Stored items from a collection:
|---|

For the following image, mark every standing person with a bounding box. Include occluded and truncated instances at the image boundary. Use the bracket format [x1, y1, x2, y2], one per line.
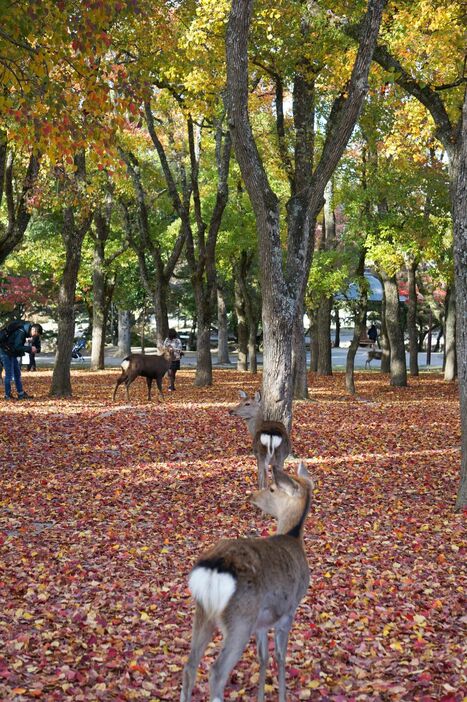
[164, 329, 183, 392]
[368, 322, 378, 346]
[0, 321, 42, 400]
[28, 327, 42, 371]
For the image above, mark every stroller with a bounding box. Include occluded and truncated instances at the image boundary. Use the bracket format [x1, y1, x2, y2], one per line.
[71, 339, 86, 362]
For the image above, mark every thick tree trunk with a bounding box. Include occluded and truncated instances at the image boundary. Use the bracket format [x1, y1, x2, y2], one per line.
[226, 0, 385, 429]
[308, 310, 319, 373]
[118, 309, 131, 357]
[450, 95, 467, 510]
[334, 307, 341, 349]
[407, 261, 418, 376]
[195, 314, 212, 387]
[379, 281, 391, 373]
[0, 149, 40, 265]
[292, 300, 308, 400]
[91, 241, 106, 370]
[217, 283, 230, 364]
[152, 275, 169, 345]
[382, 273, 407, 387]
[50, 208, 92, 397]
[235, 280, 248, 371]
[318, 297, 332, 375]
[345, 296, 367, 395]
[444, 284, 457, 382]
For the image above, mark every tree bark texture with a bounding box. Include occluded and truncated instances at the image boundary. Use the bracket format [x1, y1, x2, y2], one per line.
[0, 148, 40, 265]
[217, 281, 230, 364]
[120, 150, 186, 344]
[444, 284, 457, 382]
[235, 280, 248, 371]
[226, 0, 385, 428]
[318, 297, 332, 375]
[118, 309, 131, 358]
[50, 207, 92, 397]
[407, 261, 418, 376]
[382, 273, 407, 387]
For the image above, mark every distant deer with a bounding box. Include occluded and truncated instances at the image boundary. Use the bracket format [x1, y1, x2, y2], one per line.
[180, 463, 313, 702]
[229, 390, 290, 489]
[113, 347, 174, 402]
[365, 349, 383, 370]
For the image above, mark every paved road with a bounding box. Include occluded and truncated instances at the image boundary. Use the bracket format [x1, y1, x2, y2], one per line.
[36, 347, 443, 370]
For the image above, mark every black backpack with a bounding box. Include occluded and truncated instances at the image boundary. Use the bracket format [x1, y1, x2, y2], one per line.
[0, 320, 24, 353]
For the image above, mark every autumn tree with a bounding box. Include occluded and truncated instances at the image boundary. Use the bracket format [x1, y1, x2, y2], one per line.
[226, 0, 385, 426]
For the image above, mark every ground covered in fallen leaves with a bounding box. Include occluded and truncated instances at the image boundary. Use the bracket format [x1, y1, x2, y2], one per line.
[0, 370, 467, 702]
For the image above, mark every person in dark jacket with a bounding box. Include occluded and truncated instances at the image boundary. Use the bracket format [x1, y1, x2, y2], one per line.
[0, 322, 42, 400]
[28, 334, 41, 371]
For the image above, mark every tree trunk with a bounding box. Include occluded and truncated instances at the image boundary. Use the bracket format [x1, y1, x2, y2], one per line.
[444, 284, 457, 382]
[118, 309, 131, 358]
[248, 321, 258, 375]
[235, 280, 248, 371]
[0, 148, 40, 265]
[450, 96, 467, 510]
[334, 307, 341, 349]
[91, 241, 105, 370]
[152, 275, 169, 346]
[195, 316, 212, 388]
[382, 273, 407, 388]
[292, 300, 308, 400]
[345, 296, 367, 395]
[226, 0, 384, 429]
[50, 208, 92, 397]
[407, 261, 418, 376]
[379, 281, 391, 373]
[217, 283, 230, 364]
[308, 310, 319, 373]
[318, 297, 332, 375]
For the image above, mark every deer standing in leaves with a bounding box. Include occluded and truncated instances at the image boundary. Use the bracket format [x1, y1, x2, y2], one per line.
[230, 390, 290, 489]
[180, 463, 313, 702]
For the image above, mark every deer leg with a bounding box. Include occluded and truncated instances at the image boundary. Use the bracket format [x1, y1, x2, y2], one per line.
[256, 454, 268, 490]
[256, 629, 269, 702]
[112, 374, 125, 402]
[180, 605, 215, 702]
[156, 375, 164, 400]
[146, 378, 152, 400]
[209, 620, 251, 702]
[274, 616, 293, 702]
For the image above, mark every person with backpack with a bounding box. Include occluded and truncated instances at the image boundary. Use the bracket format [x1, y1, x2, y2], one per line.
[0, 320, 42, 400]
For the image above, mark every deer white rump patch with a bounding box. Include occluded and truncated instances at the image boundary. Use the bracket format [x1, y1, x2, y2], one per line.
[188, 566, 237, 615]
[260, 434, 282, 451]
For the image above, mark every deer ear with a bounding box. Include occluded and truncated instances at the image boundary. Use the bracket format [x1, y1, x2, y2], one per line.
[274, 470, 299, 497]
[297, 461, 314, 490]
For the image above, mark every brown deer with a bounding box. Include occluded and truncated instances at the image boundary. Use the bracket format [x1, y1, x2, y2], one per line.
[229, 390, 290, 489]
[180, 463, 313, 702]
[113, 347, 174, 402]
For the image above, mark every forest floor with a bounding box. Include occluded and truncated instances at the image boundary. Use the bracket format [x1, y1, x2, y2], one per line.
[0, 369, 467, 702]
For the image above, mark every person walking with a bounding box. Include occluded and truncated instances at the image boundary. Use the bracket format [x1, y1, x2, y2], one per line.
[28, 327, 42, 371]
[0, 320, 42, 400]
[164, 329, 183, 392]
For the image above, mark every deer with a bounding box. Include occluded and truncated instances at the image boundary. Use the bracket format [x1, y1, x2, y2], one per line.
[229, 390, 290, 489]
[365, 349, 383, 370]
[180, 463, 314, 702]
[113, 347, 174, 402]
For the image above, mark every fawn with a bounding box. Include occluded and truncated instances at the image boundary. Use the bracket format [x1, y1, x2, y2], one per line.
[229, 390, 290, 489]
[180, 463, 313, 702]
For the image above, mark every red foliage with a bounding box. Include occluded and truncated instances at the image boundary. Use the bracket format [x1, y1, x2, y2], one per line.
[0, 370, 466, 702]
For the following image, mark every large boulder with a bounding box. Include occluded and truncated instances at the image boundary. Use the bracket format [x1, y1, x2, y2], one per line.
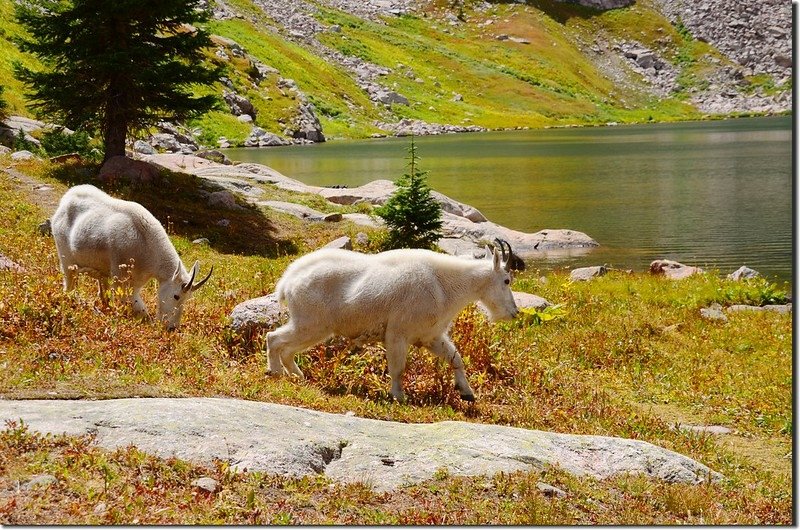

|---|

Format the data from the line that contains "For the image above, mark every deer ear" through the end of the data, both ends included, as a numbered list with no blank lines. Leave the pictures out.

1. For the image above, mark every deer ear with a bounding box. Include occluded and truncated instances at the image boundary. Use the bracket format [x1, y1, x2, y2], one per line.
2. [274, 470, 299, 497]
3. [297, 461, 314, 490]
4. For the image above, mark every brown deer with a bounding box. Include occluded and truncated instances at the image boundary. Use the bracket format [x1, y1, x2, y2], one per line.
5. [229, 390, 290, 489]
6. [180, 463, 313, 702]
7. [113, 347, 174, 402]
8. For the image above, mark every forest floor with a bounding box. Include occluded and truncated instances at the image boundary. Use the bracket format [x1, y1, x2, y2], one per line.
9. [0, 369, 467, 702]
10. For the image above, mark every person walking with a bounding box. Include occluded and truncated instances at the image boundary. Use the bracket format [x1, y1, x2, y2], one per line.
11. [28, 327, 42, 371]
12. [0, 320, 42, 400]
13. [164, 329, 183, 392]
14. For the image above, mark every deer with a bounding box. Include occluded and truncated instances at the image boundary. Use the bracket format [x1, y1, x2, y2], one per line.
15. [229, 390, 290, 489]
16. [365, 349, 383, 370]
17. [180, 463, 314, 702]
18. [113, 347, 174, 402]
19. For the image above, mark every fawn with a bounding box. Include occluded and truncated instances at the image boundary. Use the bracket format [x1, y1, x2, y2], one per line.
20. [229, 390, 290, 489]
21. [180, 463, 313, 702]
22. For the image above, mark every red foliage with a bounding box. Include occluded and truncated instances at the image boundary. Use the bracket format [x1, y1, x2, y2], one per line.
23. [0, 370, 466, 702]
24. For the following image, mark every large boulder with a bounding box. Include occluded and truncated instances at the image boundary. Use the bracket format [x1, y1, x2, y2], one per line.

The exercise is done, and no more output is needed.